[Excerpts of pointing data]

------

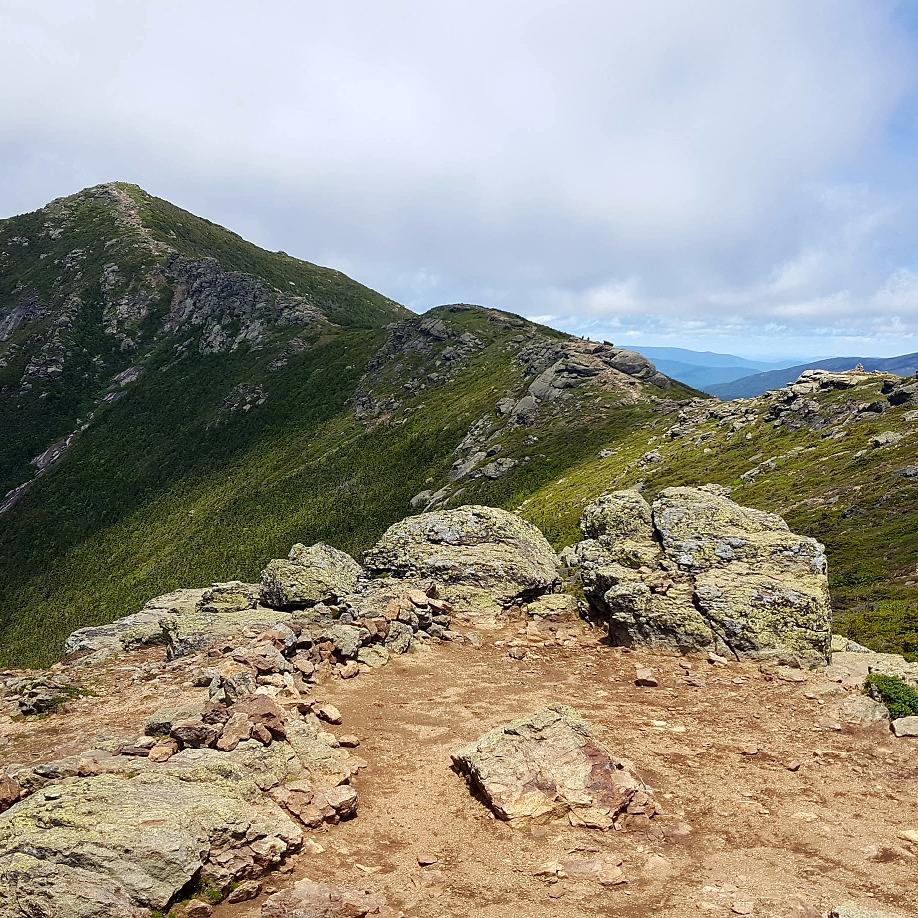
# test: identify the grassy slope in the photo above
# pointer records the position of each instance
(342, 299)
(215, 504)
(863, 509)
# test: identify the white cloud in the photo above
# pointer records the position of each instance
(721, 168)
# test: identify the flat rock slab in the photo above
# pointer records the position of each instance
(549, 765)
(483, 558)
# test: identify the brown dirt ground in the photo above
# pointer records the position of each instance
(790, 843)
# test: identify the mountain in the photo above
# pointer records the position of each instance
(757, 383)
(701, 369)
(184, 405)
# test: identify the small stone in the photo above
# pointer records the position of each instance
(261, 733)
(194, 733)
(139, 751)
(328, 712)
(247, 889)
(905, 726)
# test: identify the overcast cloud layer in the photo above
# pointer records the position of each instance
(728, 175)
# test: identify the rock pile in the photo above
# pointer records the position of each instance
(697, 572)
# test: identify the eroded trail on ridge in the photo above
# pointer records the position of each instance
(787, 814)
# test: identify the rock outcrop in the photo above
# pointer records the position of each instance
(696, 571)
(184, 621)
(308, 576)
(549, 765)
(99, 836)
(484, 558)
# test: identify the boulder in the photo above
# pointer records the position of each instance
(306, 899)
(549, 765)
(483, 558)
(233, 596)
(30, 885)
(185, 621)
(196, 631)
(905, 726)
(140, 838)
(697, 572)
(103, 836)
(308, 576)
(136, 630)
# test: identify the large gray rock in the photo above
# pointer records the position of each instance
(549, 764)
(99, 835)
(696, 571)
(30, 885)
(310, 575)
(483, 558)
(136, 630)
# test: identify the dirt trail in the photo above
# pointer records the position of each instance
(785, 842)
(789, 842)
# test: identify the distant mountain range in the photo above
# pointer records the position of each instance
(757, 383)
(701, 369)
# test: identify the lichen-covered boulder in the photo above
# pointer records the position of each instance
(549, 765)
(232, 596)
(97, 835)
(135, 630)
(313, 574)
(144, 837)
(697, 571)
(483, 558)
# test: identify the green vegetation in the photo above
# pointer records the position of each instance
(900, 698)
(175, 485)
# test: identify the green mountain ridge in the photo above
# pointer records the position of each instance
(185, 406)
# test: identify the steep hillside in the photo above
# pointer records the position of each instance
(759, 383)
(835, 454)
(186, 405)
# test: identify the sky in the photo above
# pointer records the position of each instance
(732, 176)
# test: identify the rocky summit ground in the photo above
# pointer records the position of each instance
(768, 804)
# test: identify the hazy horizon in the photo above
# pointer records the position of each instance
(735, 177)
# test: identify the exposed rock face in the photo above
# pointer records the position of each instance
(484, 557)
(549, 764)
(310, 575)
(185, 621)
(143, 836)
(697, 571)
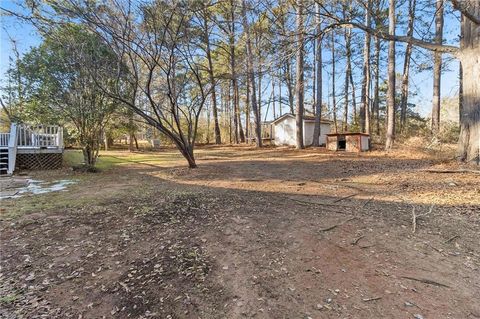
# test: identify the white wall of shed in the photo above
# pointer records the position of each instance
(308, 128)
(285, 132)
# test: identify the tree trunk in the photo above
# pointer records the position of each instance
(318, 78)
(376, 88)
(334, 100)
(391, 79)
(348, 55)
(469, 142)
(437, 68)
(251, 75)
(130, 132)
(406, 65)
(273, 97)
(365, 109)
(218, 138)
(239, 135)
(299, 90)
(247, 112)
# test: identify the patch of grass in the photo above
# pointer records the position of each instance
(110, 159)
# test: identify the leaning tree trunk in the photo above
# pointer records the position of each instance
(406, 65)
(251, 75)
(365, 108)
(299, 79)
(218, 138)
(376, 87)
(318, 78)
(469, 142)
(334, 99)
(348, 55)
(437, 68)
(391, 79)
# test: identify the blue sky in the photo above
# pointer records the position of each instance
(26, 37)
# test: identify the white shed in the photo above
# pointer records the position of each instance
(285, 127)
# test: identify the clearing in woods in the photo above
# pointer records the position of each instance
(274, 233)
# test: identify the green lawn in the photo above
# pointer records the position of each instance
(110, 159)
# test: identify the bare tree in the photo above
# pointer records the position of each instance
(159, 48)
(205, 15)
(391, 78)
(318, 77)
(299, 90)
(437, 67)
(365, 108)
(406, 64)
(251, 76)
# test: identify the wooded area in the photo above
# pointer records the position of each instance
(181, 65)
(333, 152)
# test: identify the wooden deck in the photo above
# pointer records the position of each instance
(24, 139)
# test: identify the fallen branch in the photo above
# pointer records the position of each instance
(368, 201)
(426, 281)
(415, 217)
(357, 240)
(452, 239)
(345, 197)
(318, 203)
(336, 225)
(440, 171)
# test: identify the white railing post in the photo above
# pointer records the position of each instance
(12, 148)
(60, 137)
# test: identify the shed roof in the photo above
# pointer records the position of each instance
(306, 118)
(348, 133)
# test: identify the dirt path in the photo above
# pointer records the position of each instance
(250, 235)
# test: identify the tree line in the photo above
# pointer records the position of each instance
(173, 63)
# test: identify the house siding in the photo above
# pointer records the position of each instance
(285, 132)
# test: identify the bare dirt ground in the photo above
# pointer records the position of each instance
(275, 233)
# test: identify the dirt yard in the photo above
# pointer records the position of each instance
(276, 233)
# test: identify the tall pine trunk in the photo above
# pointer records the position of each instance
(376, 86)
(365, 108)
(334, 99)
(318, 77)
(348, 55)
(391, 79)
(218, 138)
(437, 68)
(251, 75)
(469, 142)
(406, 65)
(299, 90)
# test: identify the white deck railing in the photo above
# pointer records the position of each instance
(40, 136)
(4, 138)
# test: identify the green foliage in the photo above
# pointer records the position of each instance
(63, 82)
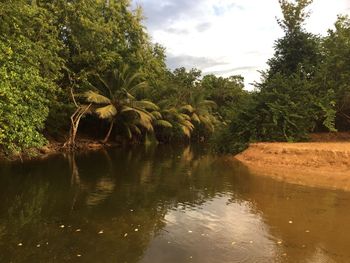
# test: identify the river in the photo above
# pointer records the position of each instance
(164, 204)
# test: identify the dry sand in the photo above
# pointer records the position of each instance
(317, 164)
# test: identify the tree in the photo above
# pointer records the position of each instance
(117, 104)
(334, 73)
(29, 67)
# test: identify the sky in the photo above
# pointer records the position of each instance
(227, 37)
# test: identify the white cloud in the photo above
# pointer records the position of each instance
(227, 36)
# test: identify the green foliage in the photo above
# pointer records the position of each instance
(290, 101)
(23, 99)
(334, 72)
(29, 66)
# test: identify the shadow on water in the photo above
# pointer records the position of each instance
(164, 204)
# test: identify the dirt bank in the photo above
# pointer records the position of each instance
(325, 165)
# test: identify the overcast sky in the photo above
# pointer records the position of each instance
(226, 37)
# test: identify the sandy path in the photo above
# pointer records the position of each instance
(325, 165)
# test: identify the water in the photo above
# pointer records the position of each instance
(164, 204)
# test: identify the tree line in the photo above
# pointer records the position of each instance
(89, 67)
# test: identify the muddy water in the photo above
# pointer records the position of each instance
(164, 204)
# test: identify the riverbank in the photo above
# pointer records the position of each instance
(57, 147)
(317, 164)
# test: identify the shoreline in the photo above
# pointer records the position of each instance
(55, 147)
(315, 164)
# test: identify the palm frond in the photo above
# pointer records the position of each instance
(145, 104)
(187, 108)
(106, 112)
(163, 123)
(95, 97)
(195, 118)
(157, 115)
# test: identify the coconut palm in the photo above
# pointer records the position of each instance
(115, 102)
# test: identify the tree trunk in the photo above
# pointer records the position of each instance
(109, 132)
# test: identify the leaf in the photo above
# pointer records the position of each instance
(145, 104)
(106, 112)
(163, 123)
(187, 108)
(95, 97)
(195, 118)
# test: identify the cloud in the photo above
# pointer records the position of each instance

------

[Problem requirements] Copy all of the rows above verbatim, leaving the pictures out of your answer.

[Problem solution]
# test: identify the grassy slope in the photo above
# pointer records the position of each instance
(342, 299)
(215, 504)
(863, 509)
# test: identify the white cloud in the photo above
# pointer records the position of each instance
(721, 168)
# test: identify the flat rock slab in the photo above
# pointer records the position of each instance
(549, 765)
(483, 558)
# test: identify the brown dirt ground in the photo above
# pointer records the position of each instance
(790, 843)
# test: identify the mountain in the photo above
# pointer records the position of each instance
(757, 383)
(701, 369)
(184, 405)
# test: identify the small stone in the photo above
# pointer records the position of each instance
(261, 733)
(194, 733)
(139, 751)
(328, 712)
(247, 889)
(905, 726)
# test: identify the overcast cloud layer in the photo above
# pointer records the position of each instance
(728, 175)
# test: identify the rock pile in the photo above
# pointer records the position of each instance
(697, 572)
# test: identify the eroded trail on ridge in the photo above
# pointer records the position of each instance
(787, 814)
# test: identify the rock outcrop in the photo above
# pointer records the position of each instance
(696, 571)
(184, 621)
(308, 576)
(549, 765)
(99, 836)
(484, 558)
# test: identify the boulder in the photo above
# pointer records the position of each instance
(306, 899)
(549, 765)
(483, 558)
(233, 596)
(30, 885)
(185, 621)
(196, 631)
(905, 726)
(140, 838)
(697, 572)
(103, 836)
(308, 576)
(136, 630)
# test: identify the large gray rock in the photo above
# pointer records the position of each instance
(549, 764)
(99, 835)
(696, 571)
(30, 885)
(310, 575)
(483, 558)
(136, 630)
# test: identify the dirt trail in the photo above
# pointer records the position of each instance
(785, 842)
(789, 842)
# test: identify the distant mountain range in the photo above
# pointer records the position of each instance
(757, 383)
(701, 369)
# test: identify the lichen-covered boulder in the photo above
# pointer records the position of each instance
(549, 765)
(232, 596)
(97, 835)
(135, 630)
(313, 574)
(144, 837)
(697, 571)
(483, 558)
# test: identify the green vegetation in the photo above
# pointer records the position of each instance
(900, 698)
(175, 485)
# test: identify the green mountain ridge in the photo above
# pointer records the position of each instance
(185, 406)
# test: identify the steep hillside in the photo above
# pointer records the position of each instance
(759, 383)
(835, 454)
(186, 405)
# test: identify the sky in the photo above
# pointer records the position of each instance
(732, 176)
# test: identify the rocky summit ground in the photo above
# pointer records the position of each instance
(768, 804)
# test: identify the hazy horizon in the photo above
# pointer records the position of each instance
(735, 177)
# test: identify the exposed rock face in the photo above
# pointer records the position of each instance
(484, 557)
(549, 764)
(310, 575)
(185, 621)
(143, 836)
(697, 571)
# test: identify the white wall of shed in the photo above
# pointer records the position of each instance
(308, 128)
(285, 132)
# test: identify the tree trunk in the photo above
# pointer records the position of each instance
(318, 78)
(376, 88)
(334, 100)
(391, 79)
(348, 55)
(469, 142)
(437, 68)
(251, 75)
(130, 132)
(406, 65)
(273, 97)
(365, 109)
(218, 138)
(239, 135)
(299, 90)
(247, 112)
# test: identify the patch of grass in the photo above
# pointer records the position of each instance
(110, 159)
# test: identify the leaning tree trunk in the photo above
# pointer records the position of each instance
(406, 65)
(251, 75)
(365, 108)
(299, 79)
(218, 138)
(376, 87)
(318, 78)
(469, 142)
(334, 99)
(348, 55)
(437, 68)
(391, 79)
# test: identify the blue sky in the photo above
# pointer records the position of each instance
(26, 37)
# test: identify the white shed in the photo above
# pointer records the position of each instance
(285, 127)
# test: identify the clearing in woods in the photo above
# pointer records the position of each instance
(274, 233)
# test: identify the green lawn in the photo above
# pointer records the position of each instance
(110, 159)
# test: identify the bare tree in the photo above
# pointer records the position of each instance
(159, 48)
(205, 15)
(391, 78)
(318, 77)
(299, 90)
(437, 67)
(365, 108)
(406, 64)
(251, 76)
# test: identify the wooded area in the photo above
# pointer records the position of each instance
(181, 65)
(333, 152)
# test: identify the wooden deck in the photo above
# pointer records the position of each instance
(24, 139)
# test: identify the fallen branch in the photo above
# pointer records the position of each instance
(368, 201)
(426, 281)
(415, 217)
(357, 240)
(452, 239)
(345, 197)
(318, 203)
(336, 225)
(440, 171)
# test: identify the white railing post in the photo above
# pointer records the position of each instance
(12, 148)
(60, 137)
# test: identify the shed roof in the photo above
# pointer records the position of each instance
(306, 118)
(348, 133)
# test: identify the dirt path in the photo above
# pointer records the position of each instance
(250, 235)
# test: identify the tree line in the photo above
# pointer records the position of each instance
(173, 63)
# test: identify the house siding in the photo above
# pointer records the position of each instance
(285, 132)
# test: identify the bare dirt ground in the photo above
# pointer records the position of each instance
(275, 233)
# test: identify the dirt yard in the photo above
# pointer records the position of each instance
(276, 233)
# test: identify the tall pine trunk in the photo above
# pointer records the position of each instance
(376, 86)
(365, 108)
(334, 99)
(318, 77)
(348, 55)
(391, 79)
(218, 138)
(437, 68)
(251, 75)
(469, 142)
(406, 65)
(299, 90)
# test: identify the white deck railing in the photo above
# pointer records the position of each instance
(40, 136)
(4, 138)
# test: identify the green foliage in the photo above
# pointer records the position of each instance
(63, 82)
# test: identify the river in the photo above
# pointer records the position of each instance
(164, 204)
# test: identify the dry sand in the photo above
# pointer records the position of each instance
(317, 164)
# test: identify the tree in the photo above
# pointer records the position of each instance
(117, 104)
(334, 73)
(29, 67)
# test: identify the sky in the photo above
# pointer records the position of each instance
(227, 37)
# test: identify the white cloud in the photo above
# pointer records the position of each instance
(227, 36)
# test: identify the green foliage in the photo above
# pointer records the position of each instance
(290, 101)
(23, 99)
(334, 72)
(29, 66)
# test: identify the shadow on water in the photo above
# pointer records the position of each instance
(164, 204)
# test: identify the dirt bank in the photo above
# pointer records the position of each instance
(325, 165)
# test: identify the overcast sky in the photo above
# pointer records the position of each instance
(226, 37)
# test: identify the sandy path in the photo above
# pointer records the position of each instance
(325, 165)
# test: identify the water in the photo above
# pointer records the position of each instance
(164, 204)
# test: identify the tree line in the photo above
# pointer records the position of each instance
(89, 67)
# test: identify the muddy water in the photo above
# pointer records the position of each instance
(164, 204)
# test: identify the riverbank in the photo above
# pointer records the position of each instance
(57, 147)
(317, 164)
# test: identify the shoreline in the photo above
# pointer records the position of each instance
(55, 147)
(315, 164)
# test: identify the palm frond in the photo above
# pointer records the position of each instance
(145, 104)
(187, 108)
(106, 112)
(163, 123)
(95, 97)
(195, 118)
(157, 115)
# test: identify the coconut palm in the photo above
# pointer records the position of each instance
(115, 102)
# test: identify the tree trunk in the photo above
# pointer records the position of each instance
(109, 132)
# test: identify the leaf in the photo above
# pointer records the position of each instance
(145, 104)
(106, 112)
(163, 123)
(187, 108)
(95, 97)
(195, 118)
# test: identify the cloud in the photo above
# pointer records the position of each instance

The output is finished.